YOUR INSTRUCTIONS:
List every person named in the Springbok rugby text below.

TEXT EXCERPT:
----------------

We will surely know more in a month’s time after Siya Kolisi has led his players against three of the teams hotly tipped for triumph in Paris next year — Ireland, France, and England — although knowing SA director of rugby Rassie Erasmus, the Boks will keep some of their powder dry for the battles that really count.

But if you look at the ammunition available to them, there is every reason to believe the Springbok big guns can blast them to World Cup glory once again — the Bok players who did duty in 2019 are almost to a man going to be there again in 2023.

Of the 23-man squad that beat England 32-12 in the final, only Tendai Mtawarira, Francois Louw and RG Snyman are not currently involved with the Boks, with the first two retired and the latter injured, although the door is still open for him to make a comeback.

Six members of the pack that started in that final are starting against Ireland on Saturday and of the two missing, Duane Vermeulen is being rested and Mtawarira is replaced by Steven Kitshoff.

In other words, the Boks’ heavy artillery is very much intact and when it is firing at full tilt, nobody can live with them — the matches that come to mind this year are the All Black game in Nelspruit, the third Test against Wales in Cape Town, and the demolition of the Wallabies in Sydney; while the Boks’ last two Tests — against Argentina — also saw the forwards in fine fettle.

But if the Boks have got the forwards, the question is whether they have evolved their attack sufficiently to be as successful in 2023 as they were in 2019.

----------------

PROVIDED MATERIAL:
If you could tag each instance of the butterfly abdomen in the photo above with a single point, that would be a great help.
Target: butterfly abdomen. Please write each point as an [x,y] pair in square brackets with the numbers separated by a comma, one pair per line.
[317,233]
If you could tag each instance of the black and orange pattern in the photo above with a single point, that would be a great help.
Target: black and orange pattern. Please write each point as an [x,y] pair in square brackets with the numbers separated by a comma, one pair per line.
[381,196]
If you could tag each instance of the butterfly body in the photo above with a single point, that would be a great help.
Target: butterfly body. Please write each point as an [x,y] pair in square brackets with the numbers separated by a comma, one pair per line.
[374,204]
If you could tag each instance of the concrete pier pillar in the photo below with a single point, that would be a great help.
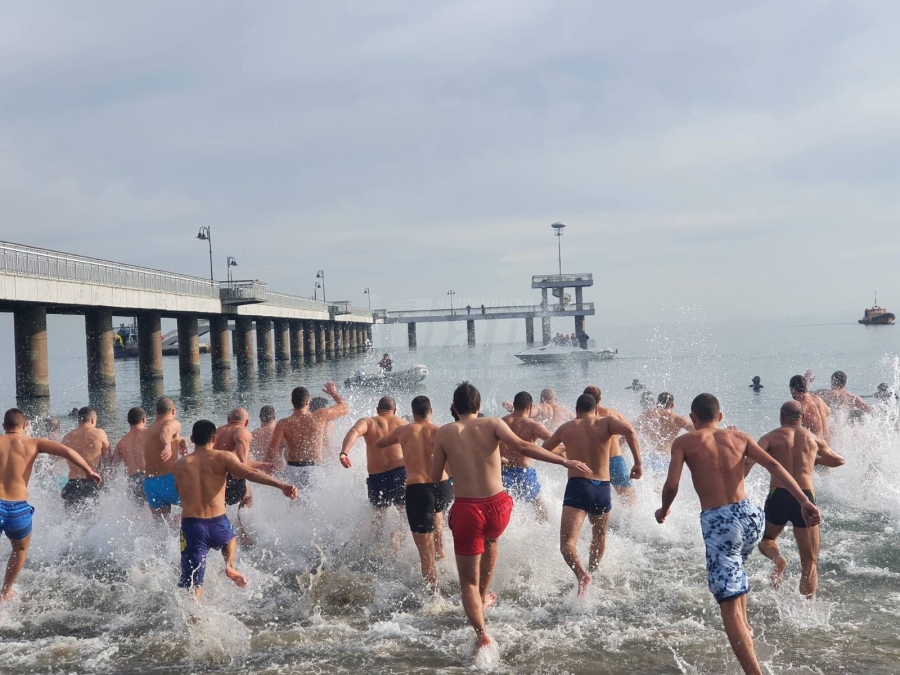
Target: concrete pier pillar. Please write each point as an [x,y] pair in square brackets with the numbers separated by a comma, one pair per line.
[243,342]
[219,343]
[100,343]
[264,348]
[32,366]
[188,344]
[529,331]
[150,346]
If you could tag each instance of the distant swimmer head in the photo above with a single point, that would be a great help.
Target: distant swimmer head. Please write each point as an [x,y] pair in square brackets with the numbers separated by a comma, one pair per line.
[585,403]
[798,384]
[838,379]
[705,409]
[466,399]
[522,401]
[421,407]
[203,433]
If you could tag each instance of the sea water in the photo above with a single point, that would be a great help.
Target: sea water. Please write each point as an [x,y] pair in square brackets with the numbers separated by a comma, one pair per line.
[329,594]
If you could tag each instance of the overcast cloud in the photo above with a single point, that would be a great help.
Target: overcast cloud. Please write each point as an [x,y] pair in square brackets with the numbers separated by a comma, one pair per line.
[737,157]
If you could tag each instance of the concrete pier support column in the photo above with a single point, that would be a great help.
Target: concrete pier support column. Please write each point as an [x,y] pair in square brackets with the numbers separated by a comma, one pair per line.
[101,355]
[188,344]
[282,340]
[243,342]
[264,349]
[529,331]
[150,346]
[219,343]
[32,366]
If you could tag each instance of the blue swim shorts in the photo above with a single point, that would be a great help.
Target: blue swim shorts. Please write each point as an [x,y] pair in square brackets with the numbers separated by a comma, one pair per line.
[730,532]
[198,535]
[591,496]
[619,473]
[521,483]
[15,519]
[160,491]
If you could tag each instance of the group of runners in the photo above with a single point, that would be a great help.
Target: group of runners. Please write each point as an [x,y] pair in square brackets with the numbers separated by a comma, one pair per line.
[474,468]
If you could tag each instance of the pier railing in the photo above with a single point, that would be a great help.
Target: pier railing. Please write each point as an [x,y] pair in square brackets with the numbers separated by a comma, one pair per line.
[47,264]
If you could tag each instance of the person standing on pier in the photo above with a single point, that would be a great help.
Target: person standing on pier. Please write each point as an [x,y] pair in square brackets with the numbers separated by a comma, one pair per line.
[17,455]
[92,444]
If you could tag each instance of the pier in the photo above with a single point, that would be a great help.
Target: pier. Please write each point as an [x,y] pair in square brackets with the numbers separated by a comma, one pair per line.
[35,282]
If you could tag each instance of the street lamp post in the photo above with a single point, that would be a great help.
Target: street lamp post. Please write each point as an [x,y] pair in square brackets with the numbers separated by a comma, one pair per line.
[205,234]
[559,228]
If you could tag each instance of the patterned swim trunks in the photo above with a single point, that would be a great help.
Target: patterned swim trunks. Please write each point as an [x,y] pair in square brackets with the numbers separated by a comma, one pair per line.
[730,532]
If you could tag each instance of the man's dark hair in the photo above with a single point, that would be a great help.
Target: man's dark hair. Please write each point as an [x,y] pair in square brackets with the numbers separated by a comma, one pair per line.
[466,399]
[839,379]
[136,416]
[299,397]
[203,432]
[798,382]
[421,406]
[705,408]
[14,419]
[585,403]
[522,401]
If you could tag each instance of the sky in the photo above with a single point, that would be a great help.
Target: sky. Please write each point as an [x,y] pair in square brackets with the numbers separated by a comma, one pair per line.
[737,159]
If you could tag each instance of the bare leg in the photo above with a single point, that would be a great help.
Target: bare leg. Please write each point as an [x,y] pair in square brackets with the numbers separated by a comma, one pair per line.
[808,544]
[738,635]
[769,548]
[569,529]
[473,604]
[425,546]
[598,540]
[14,565]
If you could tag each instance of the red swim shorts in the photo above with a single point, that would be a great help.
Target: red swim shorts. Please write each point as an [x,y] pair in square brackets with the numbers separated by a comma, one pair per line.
[474,520]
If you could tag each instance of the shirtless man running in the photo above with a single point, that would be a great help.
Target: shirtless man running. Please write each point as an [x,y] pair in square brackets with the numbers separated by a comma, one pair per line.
[93,445]
[519,477]
[482,509]
[589,438]
[815,412]
[301,436]
[798,451]
[162,447]
[130,451]
[17,455]
[200,479]
[730,523]
[425,501]
[386,483]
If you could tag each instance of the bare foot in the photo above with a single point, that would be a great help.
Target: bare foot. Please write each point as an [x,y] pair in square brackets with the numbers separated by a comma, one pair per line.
[236,576]
[777,575]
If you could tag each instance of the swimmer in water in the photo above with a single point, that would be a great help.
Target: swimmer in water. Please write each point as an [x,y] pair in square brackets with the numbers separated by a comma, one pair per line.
[731,525]
[92,444]
[425,501]
[200,479]
[589,438]
[482,508]
[798,451]
[130,452]
[17,455]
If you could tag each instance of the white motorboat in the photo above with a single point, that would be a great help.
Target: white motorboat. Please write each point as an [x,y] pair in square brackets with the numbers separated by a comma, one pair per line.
[396,378]
[561,354]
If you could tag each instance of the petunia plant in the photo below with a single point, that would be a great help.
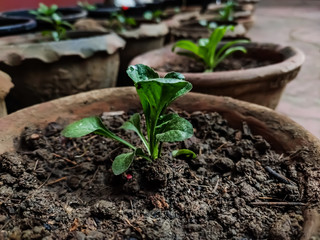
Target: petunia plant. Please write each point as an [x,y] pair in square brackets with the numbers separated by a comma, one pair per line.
[210,50]
[155,95]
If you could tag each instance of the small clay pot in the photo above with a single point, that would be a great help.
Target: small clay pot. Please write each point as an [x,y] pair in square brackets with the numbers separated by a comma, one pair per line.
[42,69]
[260,85]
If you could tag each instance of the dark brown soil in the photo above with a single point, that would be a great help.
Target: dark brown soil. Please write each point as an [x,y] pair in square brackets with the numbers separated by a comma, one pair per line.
[235,62]
[58,188]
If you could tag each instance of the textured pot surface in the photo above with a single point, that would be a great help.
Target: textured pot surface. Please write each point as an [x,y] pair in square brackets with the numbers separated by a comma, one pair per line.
[48,70]
[5,86]
[261,85]
[282,133]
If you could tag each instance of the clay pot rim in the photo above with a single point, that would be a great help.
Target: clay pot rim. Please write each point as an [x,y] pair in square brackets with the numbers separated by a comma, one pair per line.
[74,107]
[224,78]
[68,13]
[86,45]
[85,104]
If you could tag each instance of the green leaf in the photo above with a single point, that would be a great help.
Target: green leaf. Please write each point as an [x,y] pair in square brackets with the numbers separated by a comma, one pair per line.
[184,153]
[187,45]
[141,72]
[131,22]
[175,75]
[122,162]
[134,125]
[91,125]
[53,8]
[177,129]
[33,12]
[203,22]
[230,51]
[229,44]
[56,18]
[140,153]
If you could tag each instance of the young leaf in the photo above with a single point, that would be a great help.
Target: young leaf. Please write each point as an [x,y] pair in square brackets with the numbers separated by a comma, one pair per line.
[141,72]
[122,162]
[178,129]
[91,125]
[184,153]
[134,125]
[175,75]
[207,48]
[187,45]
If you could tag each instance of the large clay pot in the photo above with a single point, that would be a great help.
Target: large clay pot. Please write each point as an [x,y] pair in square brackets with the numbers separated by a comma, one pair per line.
[261,85]
[46,70]
[5,86]
[282,133]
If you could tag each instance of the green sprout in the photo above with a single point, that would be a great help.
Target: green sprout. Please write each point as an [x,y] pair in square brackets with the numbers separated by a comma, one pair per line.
[50,15]
[208,50]
[154,16]
[155,95]
[87,6]
[227,13]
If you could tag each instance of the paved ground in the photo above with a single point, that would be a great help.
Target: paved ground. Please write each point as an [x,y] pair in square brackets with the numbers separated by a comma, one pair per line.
[295,23]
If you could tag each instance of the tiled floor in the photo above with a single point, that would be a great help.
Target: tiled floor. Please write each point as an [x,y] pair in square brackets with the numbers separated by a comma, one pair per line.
[295,23]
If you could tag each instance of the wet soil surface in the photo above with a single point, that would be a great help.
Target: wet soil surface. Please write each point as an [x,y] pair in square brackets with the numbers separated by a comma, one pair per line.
[233,62]
[58,188]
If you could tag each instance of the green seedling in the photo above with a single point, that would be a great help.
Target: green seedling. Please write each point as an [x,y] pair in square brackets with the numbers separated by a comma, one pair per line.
[87,6]
[50,15]
[208,50]
[155,95]
[154,16]
[227,13]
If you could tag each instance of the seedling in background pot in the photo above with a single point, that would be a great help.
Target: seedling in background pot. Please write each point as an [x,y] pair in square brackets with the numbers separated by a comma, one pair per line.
[208,50]
[155,94]
[50,15]
[119,22]
[227,13]
[87,6]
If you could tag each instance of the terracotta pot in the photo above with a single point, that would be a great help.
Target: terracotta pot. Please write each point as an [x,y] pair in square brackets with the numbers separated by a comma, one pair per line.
[5,86]
[42,71]
[70,14]
[282,133]
[261,85]
[146,38]
[194,30]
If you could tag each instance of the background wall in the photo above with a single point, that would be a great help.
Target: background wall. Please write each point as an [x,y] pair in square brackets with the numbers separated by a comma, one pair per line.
[21,4]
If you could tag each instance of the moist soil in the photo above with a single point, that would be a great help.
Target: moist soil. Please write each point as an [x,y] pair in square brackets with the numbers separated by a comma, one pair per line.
[236,61]
[59,188]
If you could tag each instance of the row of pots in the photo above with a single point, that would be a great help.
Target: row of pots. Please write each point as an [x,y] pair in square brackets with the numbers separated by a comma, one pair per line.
[19,21]
[283,134]
[29,67]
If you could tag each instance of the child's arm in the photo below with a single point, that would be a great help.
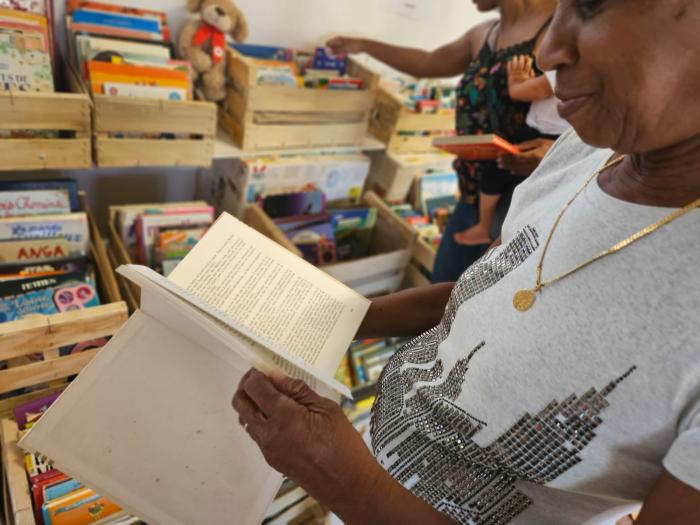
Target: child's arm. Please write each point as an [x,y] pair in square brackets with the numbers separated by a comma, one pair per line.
[522,83]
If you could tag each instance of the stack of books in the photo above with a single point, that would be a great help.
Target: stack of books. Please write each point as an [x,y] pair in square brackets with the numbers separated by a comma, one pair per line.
[26,46]
[324,236]
[280,66]
[161,235]
[58,499]
[44,244]
[125,52]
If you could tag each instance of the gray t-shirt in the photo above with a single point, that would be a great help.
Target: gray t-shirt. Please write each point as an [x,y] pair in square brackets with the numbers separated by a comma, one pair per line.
[557,414]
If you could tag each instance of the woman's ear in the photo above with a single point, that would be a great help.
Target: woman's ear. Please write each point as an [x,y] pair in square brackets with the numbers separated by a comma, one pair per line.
[240,30]
[193,6]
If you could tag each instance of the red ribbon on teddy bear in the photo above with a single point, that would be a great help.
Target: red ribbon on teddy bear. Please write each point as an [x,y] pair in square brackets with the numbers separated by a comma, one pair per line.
[206,33]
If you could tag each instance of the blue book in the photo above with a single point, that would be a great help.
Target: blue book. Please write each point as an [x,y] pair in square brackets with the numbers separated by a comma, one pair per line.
[148,25]
[61,489]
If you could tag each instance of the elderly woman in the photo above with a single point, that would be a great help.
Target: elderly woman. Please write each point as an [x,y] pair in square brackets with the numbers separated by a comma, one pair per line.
[563,378]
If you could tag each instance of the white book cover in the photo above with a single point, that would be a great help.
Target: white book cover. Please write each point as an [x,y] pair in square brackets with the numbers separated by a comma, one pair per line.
[149,422]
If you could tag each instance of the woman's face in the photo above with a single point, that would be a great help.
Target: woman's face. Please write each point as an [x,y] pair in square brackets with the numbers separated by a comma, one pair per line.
[487,5]
[628,71]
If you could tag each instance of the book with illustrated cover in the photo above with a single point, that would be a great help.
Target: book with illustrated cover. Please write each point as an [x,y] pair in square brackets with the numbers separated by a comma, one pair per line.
[70,186]
[237,301]
[34,202]
[476,147]
[73,227]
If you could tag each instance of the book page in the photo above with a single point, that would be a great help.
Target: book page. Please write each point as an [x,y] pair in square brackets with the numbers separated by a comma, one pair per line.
[176,307]
[282,301]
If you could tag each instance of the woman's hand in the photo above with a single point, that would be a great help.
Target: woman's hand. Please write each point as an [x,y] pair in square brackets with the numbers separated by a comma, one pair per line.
[308,438]
[343,44]
[531,154]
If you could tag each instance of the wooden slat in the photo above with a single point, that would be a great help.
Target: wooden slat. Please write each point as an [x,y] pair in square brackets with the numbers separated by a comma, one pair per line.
[44,371]
[258,137]
[41,333]
[20,501]
[424,254]
[235,104]
[37,154]
[415,122]
[407,232]
[256,218]
[118,255]
[399,144]
[48,111]
[277,98]
[139,115]
[123,153]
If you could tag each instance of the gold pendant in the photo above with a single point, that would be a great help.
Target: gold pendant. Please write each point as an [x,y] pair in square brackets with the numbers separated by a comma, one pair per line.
[524,300]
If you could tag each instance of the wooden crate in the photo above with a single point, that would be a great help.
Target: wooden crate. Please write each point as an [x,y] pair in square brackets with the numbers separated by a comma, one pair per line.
[275,117]
[402,130]
[134,116]
[45,335]
[392,175]
[67,113]
[390,249]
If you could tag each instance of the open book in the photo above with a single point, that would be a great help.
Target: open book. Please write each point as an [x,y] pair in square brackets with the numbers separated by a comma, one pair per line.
[149,422]
[476,147]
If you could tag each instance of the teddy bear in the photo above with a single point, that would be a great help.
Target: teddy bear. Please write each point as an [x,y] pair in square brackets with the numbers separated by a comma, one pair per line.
[203,42]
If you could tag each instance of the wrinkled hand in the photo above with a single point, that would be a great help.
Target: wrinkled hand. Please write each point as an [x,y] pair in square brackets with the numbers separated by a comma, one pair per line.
[342,44]
[531,154]
[306,437]
[520,69]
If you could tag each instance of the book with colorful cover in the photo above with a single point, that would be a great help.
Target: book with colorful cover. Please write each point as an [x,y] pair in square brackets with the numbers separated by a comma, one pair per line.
[103,72]
[78,507]
[73,227]
[476,147]
[72,5]
[67,185]
[25,61]
[34,202]
[27,251]
[145,23]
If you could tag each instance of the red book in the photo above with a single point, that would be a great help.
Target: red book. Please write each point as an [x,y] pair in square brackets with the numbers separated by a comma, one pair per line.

----------------

RESULT:
Siya Kolisi, Rassie Erasmus, Tendai Mtawarira, Francois Louw, RG Snyman, Duane Vermeulen, Steven Kitshoff